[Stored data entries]
........
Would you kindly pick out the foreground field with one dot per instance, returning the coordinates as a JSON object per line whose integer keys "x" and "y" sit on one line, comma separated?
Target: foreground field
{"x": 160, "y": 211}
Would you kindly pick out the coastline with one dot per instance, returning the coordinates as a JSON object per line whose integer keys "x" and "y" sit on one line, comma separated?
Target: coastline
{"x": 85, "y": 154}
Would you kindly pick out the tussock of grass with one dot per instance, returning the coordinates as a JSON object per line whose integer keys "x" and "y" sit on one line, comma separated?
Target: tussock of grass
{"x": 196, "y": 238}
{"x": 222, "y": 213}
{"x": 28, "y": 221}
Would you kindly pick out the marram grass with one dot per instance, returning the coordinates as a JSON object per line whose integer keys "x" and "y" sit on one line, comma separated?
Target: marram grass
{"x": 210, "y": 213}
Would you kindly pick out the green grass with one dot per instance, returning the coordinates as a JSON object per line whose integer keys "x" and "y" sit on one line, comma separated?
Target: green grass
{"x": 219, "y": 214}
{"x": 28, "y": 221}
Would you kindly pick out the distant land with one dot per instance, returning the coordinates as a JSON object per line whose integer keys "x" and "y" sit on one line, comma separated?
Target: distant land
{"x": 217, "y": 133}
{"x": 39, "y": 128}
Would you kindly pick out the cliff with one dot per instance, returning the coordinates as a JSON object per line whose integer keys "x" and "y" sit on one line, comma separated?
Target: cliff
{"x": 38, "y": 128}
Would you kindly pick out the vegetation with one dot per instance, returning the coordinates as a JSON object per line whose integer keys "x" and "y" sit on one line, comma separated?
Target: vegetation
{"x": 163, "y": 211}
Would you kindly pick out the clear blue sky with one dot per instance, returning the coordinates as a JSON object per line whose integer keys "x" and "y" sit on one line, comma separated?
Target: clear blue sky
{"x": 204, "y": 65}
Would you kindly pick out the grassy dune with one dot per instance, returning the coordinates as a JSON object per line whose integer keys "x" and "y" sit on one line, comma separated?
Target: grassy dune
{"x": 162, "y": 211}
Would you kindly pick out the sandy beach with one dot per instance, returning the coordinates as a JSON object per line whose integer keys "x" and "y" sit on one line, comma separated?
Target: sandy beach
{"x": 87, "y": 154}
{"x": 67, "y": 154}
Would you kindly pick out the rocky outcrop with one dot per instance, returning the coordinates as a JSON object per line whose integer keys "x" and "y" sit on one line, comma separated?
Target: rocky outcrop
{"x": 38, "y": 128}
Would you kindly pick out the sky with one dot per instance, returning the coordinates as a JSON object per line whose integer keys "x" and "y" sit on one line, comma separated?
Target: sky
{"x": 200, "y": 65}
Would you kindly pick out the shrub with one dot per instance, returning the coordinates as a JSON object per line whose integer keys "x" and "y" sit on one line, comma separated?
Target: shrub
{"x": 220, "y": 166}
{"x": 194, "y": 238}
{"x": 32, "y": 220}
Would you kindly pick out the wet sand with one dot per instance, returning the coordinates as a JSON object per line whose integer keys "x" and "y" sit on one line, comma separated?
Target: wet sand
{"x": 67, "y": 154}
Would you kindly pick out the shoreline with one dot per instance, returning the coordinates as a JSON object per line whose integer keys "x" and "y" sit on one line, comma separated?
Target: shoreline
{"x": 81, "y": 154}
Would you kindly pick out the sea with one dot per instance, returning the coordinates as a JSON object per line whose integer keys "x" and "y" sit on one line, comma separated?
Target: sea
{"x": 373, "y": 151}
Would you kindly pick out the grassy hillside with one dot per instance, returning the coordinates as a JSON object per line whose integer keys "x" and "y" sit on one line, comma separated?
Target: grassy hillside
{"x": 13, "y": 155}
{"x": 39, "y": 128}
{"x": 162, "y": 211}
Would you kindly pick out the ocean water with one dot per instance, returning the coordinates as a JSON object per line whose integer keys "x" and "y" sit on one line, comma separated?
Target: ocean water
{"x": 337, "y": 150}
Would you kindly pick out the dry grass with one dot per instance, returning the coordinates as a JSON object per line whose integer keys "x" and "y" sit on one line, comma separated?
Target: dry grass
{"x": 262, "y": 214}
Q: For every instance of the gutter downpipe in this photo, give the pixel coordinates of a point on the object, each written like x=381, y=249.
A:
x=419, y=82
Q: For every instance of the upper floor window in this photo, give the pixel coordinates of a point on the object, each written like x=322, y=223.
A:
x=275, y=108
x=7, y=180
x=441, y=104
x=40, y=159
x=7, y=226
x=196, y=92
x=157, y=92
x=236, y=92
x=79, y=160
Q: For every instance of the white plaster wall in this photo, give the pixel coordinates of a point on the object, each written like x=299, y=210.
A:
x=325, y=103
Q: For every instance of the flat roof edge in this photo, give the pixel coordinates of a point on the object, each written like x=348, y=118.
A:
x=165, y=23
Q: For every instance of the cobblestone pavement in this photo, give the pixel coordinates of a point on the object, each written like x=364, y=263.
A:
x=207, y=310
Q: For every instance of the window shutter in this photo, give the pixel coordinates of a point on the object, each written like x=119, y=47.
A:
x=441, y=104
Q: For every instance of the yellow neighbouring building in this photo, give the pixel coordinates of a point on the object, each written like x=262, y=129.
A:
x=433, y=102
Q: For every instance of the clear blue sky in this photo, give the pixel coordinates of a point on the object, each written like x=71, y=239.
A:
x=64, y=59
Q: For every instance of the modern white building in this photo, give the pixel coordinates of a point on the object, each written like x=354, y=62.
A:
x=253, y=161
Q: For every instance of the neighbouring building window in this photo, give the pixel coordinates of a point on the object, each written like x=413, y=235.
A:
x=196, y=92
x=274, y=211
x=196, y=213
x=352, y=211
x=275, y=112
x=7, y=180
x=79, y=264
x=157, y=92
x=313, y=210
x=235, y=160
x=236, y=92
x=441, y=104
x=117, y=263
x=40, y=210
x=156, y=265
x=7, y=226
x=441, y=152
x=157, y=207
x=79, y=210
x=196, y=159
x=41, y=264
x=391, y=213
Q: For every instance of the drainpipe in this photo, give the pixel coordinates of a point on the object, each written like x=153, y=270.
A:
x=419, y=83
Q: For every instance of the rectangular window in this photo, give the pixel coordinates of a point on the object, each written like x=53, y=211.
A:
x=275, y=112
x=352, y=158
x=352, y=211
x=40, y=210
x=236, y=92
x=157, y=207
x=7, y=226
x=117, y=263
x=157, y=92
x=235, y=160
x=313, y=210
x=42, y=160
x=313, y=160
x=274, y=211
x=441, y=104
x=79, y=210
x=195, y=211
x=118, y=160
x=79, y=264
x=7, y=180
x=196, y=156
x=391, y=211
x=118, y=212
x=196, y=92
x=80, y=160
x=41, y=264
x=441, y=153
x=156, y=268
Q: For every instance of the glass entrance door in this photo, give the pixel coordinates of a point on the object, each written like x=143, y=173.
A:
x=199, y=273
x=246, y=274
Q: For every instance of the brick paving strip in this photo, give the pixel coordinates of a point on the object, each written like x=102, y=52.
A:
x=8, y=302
........
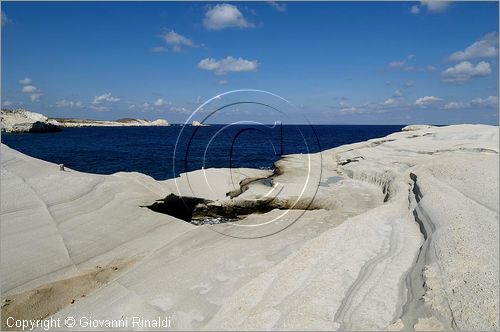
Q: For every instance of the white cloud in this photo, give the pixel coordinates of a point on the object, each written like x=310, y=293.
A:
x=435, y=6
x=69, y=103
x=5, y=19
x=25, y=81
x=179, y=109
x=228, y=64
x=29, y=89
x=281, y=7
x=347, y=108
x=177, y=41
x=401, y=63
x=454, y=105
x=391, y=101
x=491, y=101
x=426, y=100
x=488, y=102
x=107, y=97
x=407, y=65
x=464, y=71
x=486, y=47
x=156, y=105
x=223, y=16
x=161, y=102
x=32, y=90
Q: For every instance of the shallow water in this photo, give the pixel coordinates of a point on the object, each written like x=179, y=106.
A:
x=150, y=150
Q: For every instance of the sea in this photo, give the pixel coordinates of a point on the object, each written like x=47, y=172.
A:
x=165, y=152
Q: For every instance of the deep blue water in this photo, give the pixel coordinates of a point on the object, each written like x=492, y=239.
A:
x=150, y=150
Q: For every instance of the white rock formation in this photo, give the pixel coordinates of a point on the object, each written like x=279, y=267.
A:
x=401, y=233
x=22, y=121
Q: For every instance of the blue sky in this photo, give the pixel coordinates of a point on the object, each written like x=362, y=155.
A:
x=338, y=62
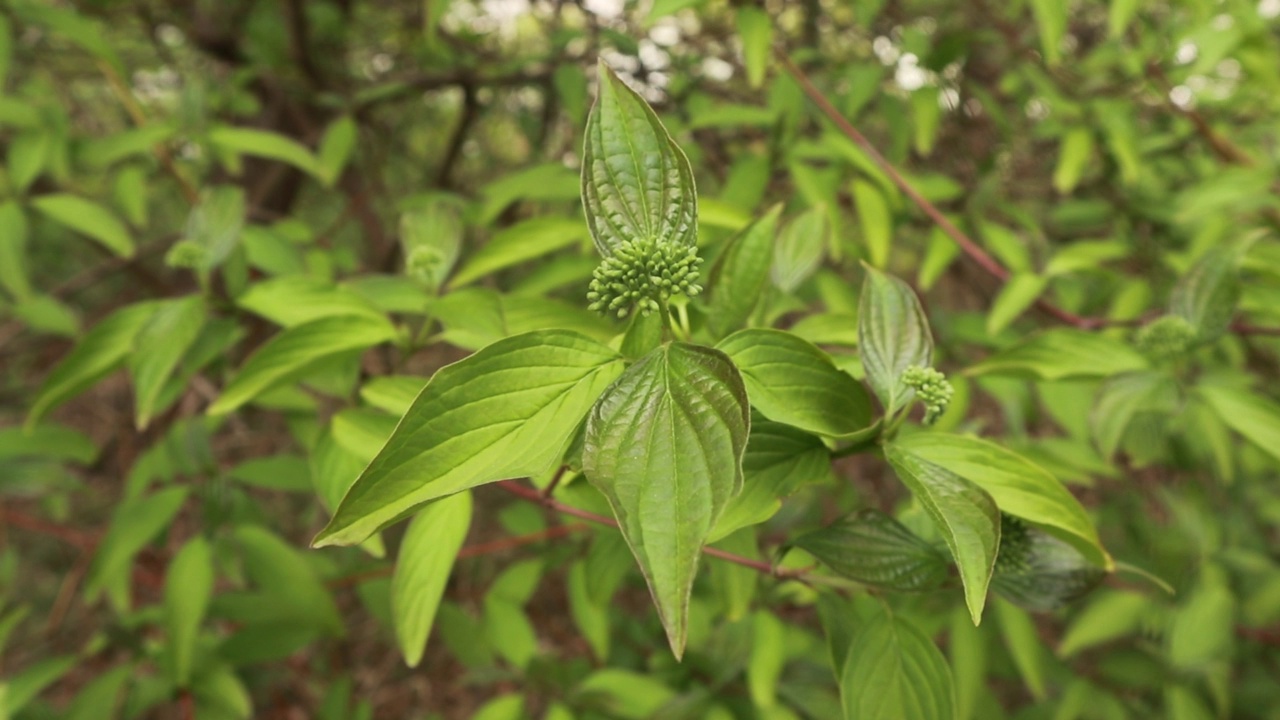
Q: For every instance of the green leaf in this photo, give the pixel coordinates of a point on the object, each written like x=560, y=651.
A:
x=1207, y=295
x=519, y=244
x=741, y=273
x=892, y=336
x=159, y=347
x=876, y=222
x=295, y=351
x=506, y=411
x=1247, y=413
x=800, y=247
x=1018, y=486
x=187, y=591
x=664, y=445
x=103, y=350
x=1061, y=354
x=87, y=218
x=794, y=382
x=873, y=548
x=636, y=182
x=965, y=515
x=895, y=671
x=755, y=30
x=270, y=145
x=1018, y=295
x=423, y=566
........
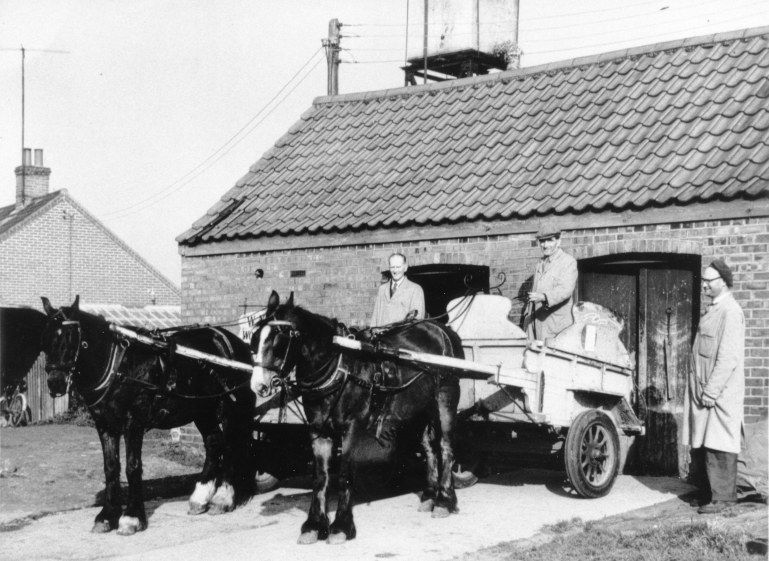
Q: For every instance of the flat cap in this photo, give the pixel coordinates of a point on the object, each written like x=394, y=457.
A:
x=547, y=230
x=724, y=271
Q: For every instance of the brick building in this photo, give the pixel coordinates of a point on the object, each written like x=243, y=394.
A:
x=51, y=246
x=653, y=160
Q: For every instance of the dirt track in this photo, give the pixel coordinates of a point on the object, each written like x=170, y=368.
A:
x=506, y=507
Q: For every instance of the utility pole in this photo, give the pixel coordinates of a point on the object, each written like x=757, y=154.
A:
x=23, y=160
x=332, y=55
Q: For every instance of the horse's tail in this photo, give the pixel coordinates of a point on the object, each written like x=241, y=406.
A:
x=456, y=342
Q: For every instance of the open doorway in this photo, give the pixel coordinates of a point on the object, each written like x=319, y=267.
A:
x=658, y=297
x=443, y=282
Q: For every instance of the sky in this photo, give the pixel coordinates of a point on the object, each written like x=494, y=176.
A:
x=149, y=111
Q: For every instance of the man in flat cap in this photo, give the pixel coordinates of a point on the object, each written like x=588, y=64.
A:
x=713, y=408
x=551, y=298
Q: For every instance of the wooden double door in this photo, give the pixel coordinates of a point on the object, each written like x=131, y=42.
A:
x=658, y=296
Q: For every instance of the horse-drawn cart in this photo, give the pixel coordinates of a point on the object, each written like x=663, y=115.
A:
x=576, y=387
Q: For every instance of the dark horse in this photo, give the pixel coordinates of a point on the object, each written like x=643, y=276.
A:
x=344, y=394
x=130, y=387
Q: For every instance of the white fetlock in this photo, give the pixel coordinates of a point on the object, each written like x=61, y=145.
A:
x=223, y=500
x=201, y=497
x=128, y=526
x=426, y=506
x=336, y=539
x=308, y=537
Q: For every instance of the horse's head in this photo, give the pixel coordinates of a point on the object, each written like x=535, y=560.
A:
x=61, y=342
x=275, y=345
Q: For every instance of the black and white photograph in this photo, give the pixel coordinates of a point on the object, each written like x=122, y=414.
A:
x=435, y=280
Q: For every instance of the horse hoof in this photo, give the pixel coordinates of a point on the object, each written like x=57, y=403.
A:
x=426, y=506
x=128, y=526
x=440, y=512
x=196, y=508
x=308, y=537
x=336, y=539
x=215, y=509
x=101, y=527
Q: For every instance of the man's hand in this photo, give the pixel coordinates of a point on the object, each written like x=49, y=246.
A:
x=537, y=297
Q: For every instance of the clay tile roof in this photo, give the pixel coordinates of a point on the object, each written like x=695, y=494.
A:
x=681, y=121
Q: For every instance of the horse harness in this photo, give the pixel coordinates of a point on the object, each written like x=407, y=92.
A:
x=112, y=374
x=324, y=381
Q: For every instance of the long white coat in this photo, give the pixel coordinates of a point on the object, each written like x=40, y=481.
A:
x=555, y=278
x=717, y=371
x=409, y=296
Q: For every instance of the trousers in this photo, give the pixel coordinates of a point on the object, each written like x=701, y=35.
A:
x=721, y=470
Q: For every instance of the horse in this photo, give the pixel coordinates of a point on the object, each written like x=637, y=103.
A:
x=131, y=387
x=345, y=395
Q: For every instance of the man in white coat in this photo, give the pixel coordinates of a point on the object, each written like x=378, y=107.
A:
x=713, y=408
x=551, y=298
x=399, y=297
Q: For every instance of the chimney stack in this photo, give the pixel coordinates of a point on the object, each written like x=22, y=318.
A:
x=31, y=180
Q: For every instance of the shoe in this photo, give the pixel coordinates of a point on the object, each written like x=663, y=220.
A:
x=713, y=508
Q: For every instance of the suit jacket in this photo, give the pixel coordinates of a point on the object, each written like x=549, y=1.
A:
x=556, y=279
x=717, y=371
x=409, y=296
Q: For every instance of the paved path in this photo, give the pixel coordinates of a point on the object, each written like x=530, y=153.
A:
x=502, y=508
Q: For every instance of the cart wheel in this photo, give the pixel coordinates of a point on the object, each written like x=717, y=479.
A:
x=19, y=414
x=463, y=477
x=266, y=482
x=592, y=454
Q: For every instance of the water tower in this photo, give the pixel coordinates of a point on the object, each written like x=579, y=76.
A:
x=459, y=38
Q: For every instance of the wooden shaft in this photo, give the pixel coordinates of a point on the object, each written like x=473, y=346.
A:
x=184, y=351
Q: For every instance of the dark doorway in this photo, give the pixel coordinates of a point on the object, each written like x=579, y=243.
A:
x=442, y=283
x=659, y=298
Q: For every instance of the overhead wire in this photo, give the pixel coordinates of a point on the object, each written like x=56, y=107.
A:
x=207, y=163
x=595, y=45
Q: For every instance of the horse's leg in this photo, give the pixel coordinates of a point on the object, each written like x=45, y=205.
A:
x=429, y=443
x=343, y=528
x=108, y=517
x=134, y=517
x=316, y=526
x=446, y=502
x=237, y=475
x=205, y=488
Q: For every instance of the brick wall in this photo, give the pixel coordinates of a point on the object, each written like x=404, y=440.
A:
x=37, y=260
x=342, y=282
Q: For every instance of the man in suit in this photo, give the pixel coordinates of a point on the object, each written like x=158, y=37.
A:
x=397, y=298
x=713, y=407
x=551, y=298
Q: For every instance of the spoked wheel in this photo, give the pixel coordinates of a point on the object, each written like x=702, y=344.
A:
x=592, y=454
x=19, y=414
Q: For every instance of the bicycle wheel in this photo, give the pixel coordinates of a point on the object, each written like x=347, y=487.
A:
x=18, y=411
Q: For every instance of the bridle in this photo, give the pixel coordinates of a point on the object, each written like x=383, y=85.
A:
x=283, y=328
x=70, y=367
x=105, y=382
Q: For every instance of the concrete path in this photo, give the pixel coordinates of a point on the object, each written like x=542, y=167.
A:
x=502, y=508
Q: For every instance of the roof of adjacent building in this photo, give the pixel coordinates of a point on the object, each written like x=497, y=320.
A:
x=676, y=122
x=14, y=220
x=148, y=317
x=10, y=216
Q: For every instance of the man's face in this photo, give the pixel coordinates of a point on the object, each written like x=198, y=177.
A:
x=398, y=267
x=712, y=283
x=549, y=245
........
Problem to work on » Every line in the data above that includes the word "brick" should be copied.

Response to this exercise »
Q: For every instance of the brick paving strip in this photo, give the pixel coordinates of a point on the object, each written like x=102, y=52.
Q: For every instance of the brick building in this photo, give the pixel coordinates of a point on the object, each written like x=243, y=394.
Q: For every instance of the brick wall in this photo, give the pixel coordinates of a point on the object, each written like x=404, y=440.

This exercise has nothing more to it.